**TO DO:** Write the next part of the news report below about Mark Green's comments on vaccines and autism, starting after its last paragraph.

**EXCERPT TO READ:**
=== Section Start ===

While speaking with his constituents this Tuesday, U.S. Rep.-elect Mark Green dismissed established science supporting the safety of vaccines, saying that he believes they’re linked to autism.
Green, who is also a medical doctor, said that he believes the CDC (Centers for Disease Control) has “fraudulently managed” the data surrounding vaccines.
According to the Tennessean, Green make the remarks in response to a question from a parent of a young adult with autism who was concerned about cuts to Medicaid funding.
“Let me say this about autism,” Green said. “I have committed to people in my community, up in Montgomery County, to stand on the CDC’s desk and get the real data on vaccines. Because there is some concern that the rise in autism is the result of the preservatives that are in our vaccines.”
“As a physician, I can make that argument and I can look at it academically and make the argument against the CDC, if they really want to engage me on it,” he added.
Multiple studies conducted by the CDC and other research groups have outright debunked the claim that vaccine are linked to autism.
During the town hall event with his constituents, Green said that he’d make it a priority to “stand against” the CDC and their alleged misrepresentation of the data on vaccines.
“But it appears some of that data has been, honestly, maybe fraudulently managed,” Green said. “So we’ve got to go up there and stand against that and make sure we get that fixed, that issue addressed.”
Speaking to the Tennessean this Wednesday, Green doubled down on his claims, saying that there “appears to be some evidence that as vaccine numbers increase, rates of autism increase.”

=== Section End ===

[Entries from a collection]
=== Section Start ===

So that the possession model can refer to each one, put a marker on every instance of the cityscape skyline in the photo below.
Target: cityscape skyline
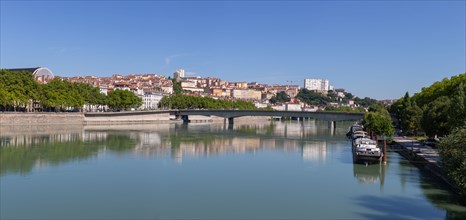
(368, 48)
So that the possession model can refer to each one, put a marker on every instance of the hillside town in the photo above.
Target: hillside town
(151, 88)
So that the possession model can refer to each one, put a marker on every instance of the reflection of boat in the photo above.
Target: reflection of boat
(366, 150)
(368, 174)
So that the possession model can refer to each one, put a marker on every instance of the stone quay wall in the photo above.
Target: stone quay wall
(42, 118)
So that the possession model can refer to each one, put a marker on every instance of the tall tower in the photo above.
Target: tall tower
(178, 74)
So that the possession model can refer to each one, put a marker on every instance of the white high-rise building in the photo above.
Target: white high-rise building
(179, 73)
(318, 85)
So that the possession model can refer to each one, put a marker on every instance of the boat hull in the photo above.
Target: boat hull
(366, 157)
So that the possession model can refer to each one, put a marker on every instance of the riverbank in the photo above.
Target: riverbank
(68, 118)
(424, 156)
(40, 118)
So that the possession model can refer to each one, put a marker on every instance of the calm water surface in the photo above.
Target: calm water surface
(259, 170)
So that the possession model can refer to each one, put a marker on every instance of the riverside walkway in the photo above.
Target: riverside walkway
(425, 156)
(424, 152)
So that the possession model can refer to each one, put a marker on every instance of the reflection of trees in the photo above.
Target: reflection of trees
(121, 142)
(54, 151)
(443, 199)
(432, 189)
(22, 159)
(368, 174)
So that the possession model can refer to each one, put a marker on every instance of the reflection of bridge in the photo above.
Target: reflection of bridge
(231, 114)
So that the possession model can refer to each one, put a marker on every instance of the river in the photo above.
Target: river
(251, 170)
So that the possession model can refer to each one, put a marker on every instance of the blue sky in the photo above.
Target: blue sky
(378, 49)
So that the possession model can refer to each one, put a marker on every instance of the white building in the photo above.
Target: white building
(318, 85)
(150, 100)
(179, 73)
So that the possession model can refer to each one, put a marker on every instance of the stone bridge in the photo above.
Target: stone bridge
(332, 117)
(231, 114)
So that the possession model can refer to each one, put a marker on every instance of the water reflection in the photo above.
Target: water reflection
(269, 170)
(369, 174)
(23, 148)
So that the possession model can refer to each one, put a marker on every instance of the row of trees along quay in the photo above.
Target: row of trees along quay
(20, 92)
(438, 113)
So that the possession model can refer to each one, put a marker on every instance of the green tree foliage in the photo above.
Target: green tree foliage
(437, 109)
(194, 102)
(123, 99)
(60, 95)
(446, 87)
(280, 97)
(17, 89)
(436, 116)
(177, 89)
(453, 153)
(457, 114)
(379, 122)
(344, 109)
(312, 98)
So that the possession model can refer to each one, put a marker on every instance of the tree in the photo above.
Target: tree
(280, 97)
(17, 89)
(379, 123)
(177, 87)
(457, 114)
(435, 117)
(123, 99)
(453, 153)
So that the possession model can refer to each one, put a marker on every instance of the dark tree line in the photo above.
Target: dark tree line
(437, 110)
(440, 109)
(20, 92)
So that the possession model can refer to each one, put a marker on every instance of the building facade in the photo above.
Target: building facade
(150, 100)
(317, 85)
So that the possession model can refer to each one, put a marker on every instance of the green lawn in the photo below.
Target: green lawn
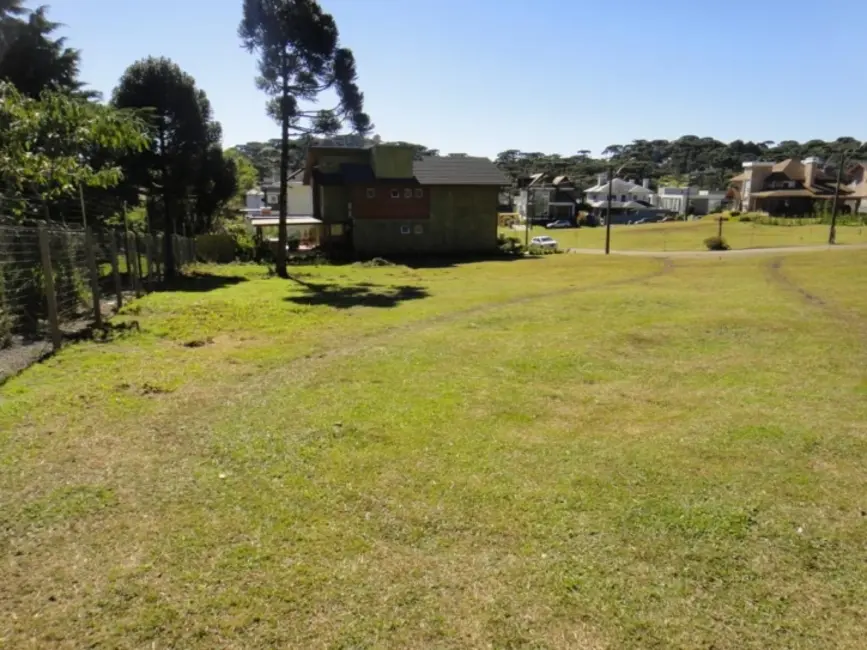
(690, 235)
(568, 452)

=== Section End ===

**SOLVED EXERCISE:**
“We need better research, and we need it fast,” he said. “We also need complete transparency of any data. Vaccines are essential to good population health. But that does not mean we should not look closely at the correlation for any causation.”
Beliefs like the ones held by Green are responsible for the resurgence of diseases once eradicated by vaccines.
Measles made a huge comeback in Europe in 2017 with over 21,000 new cases being reported across the continent, according to an alarming report from the German news outlet Deutsche Welle. The data released by the World Health Organization (WHO) in February of this year shows measles cases quadrupled from the previous year.
In 2017, Europe saw 35 people die from the disease.
“Every new person affected by measles in Europe reminds us that unvaccinated children and adults, regardless of where they live, remain at risk of catching the disease and spreading it to others who may not be able to get vaccinated,” said WHO Regional Director for Europe, Zsuzsanna Jakab, adding that outbreaks of the disease and its resulting deaths are a “tragedy we simply cannot accept.”